Homer, AK  10/06-10/06 (Day 164-168)
A Drinking Village With a Fishing Problem
 

We’ve driven down the Kenai Peninsula south of Anchorage once already on this trip, but we didn’t have time to get to Homer and we’re not willing to leave Alaska without checking out the southernmost town on the Kenai.

The Seward Highway out of Anchorage is gorgeous even in rainy, gloomy weather and soon we turn off the Seward and onto the Sterling Highway, reaching Homer at dusk. You can usually camp at a bunch of areas on the Homer Spit, a 4.5 mile gravel bar that juts out into the Kachemak Bay, but everything is already closed for the season. Instead, we talk our way into an RV park in town and park our T@B trailer. We’re the only ones there and Eric has to use the ladies room and showers since the owners have already closed up the men’s room, but it’s home.

We expect to find a lot of things in Homer (fishermen featured on “Deadliest Catch,” halibut as big as a horse, maybe even enough rain to shut down the Seward Highway for days)—and we get all that. But wood-fired brick-oven pizza is not on our list of Homer attractions. Then we discover Fat Olives which, among other delicious things, makes real pizza in a Mugnaini wood-burning brick oven imported straight from Italy.

We just happen to have a bottle of perfect pizza wine (Fratelli Perata sangiovese) squirreled away in our T@B, so we order a pie and take it back to the RV park where we devour it and reminisce about ordering take out back in New York City. The pizza is so delicious that we do it again the next night before heading out to a bar called Kharacters (not a mistake—that’s really how they spell it) where a local band called Twitching Sushi is playing.

__________

**EXERCISE TASK 1**
Decide whether each statement agrees with the Homer travel account. Answer yes or no for each, quoting the words of the account that decide it.
(a) The camping areas on the Homer Spit were open when the travelers arrived.
(b) The brick oven at Fat Olives was imported from Italy.
(c) The band playing at Kharacters was called Twitching Sushi.
The travel account and the entries come from unrelated sources.

**TASK MATERIAL**

__________

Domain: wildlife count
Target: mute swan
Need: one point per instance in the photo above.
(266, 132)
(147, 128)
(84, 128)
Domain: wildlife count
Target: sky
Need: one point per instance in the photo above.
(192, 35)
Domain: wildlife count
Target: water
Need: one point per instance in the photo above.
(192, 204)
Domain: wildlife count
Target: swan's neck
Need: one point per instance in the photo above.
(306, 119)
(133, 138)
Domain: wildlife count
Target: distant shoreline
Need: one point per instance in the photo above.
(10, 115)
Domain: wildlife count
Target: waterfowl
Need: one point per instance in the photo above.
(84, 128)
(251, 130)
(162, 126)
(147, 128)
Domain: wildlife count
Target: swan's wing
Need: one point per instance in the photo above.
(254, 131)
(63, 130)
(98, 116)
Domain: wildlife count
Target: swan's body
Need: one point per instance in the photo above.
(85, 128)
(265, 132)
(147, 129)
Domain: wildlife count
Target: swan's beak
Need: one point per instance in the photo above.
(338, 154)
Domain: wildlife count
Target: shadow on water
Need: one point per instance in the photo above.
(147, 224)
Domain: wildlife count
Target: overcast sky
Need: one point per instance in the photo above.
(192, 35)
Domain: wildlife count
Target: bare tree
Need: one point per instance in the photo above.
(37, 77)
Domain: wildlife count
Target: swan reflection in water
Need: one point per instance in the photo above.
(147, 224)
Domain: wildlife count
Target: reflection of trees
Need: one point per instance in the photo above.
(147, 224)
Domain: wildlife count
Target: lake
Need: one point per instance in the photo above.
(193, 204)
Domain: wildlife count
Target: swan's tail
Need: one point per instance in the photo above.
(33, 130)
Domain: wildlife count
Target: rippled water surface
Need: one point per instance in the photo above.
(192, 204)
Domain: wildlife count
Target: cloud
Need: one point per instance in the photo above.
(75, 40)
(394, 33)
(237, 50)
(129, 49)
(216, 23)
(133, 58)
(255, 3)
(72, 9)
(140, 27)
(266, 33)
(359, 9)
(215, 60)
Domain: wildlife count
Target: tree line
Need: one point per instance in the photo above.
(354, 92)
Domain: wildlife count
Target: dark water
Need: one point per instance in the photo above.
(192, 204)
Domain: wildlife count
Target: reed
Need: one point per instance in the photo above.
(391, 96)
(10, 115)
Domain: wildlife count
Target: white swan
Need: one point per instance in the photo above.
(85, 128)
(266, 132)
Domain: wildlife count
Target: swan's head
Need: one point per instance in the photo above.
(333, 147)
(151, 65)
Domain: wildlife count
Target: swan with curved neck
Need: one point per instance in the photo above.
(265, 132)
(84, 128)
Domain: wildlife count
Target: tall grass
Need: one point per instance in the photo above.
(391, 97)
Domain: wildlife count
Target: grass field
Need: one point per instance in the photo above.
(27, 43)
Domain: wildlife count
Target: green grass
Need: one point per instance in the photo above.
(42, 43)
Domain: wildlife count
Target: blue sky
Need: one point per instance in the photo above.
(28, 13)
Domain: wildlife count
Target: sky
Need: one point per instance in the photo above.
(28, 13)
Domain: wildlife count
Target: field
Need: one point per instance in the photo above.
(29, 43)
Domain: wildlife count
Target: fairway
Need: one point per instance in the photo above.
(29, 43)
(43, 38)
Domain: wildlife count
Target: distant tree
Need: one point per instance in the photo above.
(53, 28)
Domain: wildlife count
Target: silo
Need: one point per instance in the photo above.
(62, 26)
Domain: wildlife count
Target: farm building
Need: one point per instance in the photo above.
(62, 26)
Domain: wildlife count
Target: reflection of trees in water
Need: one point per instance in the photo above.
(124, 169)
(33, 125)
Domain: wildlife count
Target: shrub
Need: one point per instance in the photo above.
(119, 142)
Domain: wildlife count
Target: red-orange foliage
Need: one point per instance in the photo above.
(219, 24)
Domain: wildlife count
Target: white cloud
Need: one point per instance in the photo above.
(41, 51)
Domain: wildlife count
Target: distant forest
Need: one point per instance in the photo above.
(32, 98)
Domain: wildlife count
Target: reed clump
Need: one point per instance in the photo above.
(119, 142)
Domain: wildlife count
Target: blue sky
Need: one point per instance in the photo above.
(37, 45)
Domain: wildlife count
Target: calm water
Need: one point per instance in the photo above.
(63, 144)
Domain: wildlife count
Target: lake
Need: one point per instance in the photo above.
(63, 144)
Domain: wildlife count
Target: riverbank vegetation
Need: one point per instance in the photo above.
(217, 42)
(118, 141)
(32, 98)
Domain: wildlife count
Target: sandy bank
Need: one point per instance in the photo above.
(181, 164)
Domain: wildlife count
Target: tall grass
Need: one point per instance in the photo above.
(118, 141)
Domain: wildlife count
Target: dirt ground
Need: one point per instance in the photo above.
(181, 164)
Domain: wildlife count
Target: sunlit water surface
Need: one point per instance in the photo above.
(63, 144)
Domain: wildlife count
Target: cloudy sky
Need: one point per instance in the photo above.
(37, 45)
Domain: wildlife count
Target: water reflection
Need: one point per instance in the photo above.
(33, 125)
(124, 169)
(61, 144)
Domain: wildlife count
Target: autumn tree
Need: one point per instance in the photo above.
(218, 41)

__________

**EXERCISE TASK 2**
Select every line of the entries containing the string "swan", and copy each one.

**TASK ANSWER 1**
(a) No: "everything is already closed for the season"
(b) Yes: "a Mugnaini wood-burning brick oven imported straight from Italy"
(c) Yes: "a local band called Twitching Sushi is playing"

**TASK ANSWER 2**
Target: mute swan
Target: swan's neck
Target: swan's wing
Target: swan's body
Target: swan's beak
Target: swan reflection in water
Target: swan's tail
Target: white swan
Target: swan's head
Target: swan with curved neck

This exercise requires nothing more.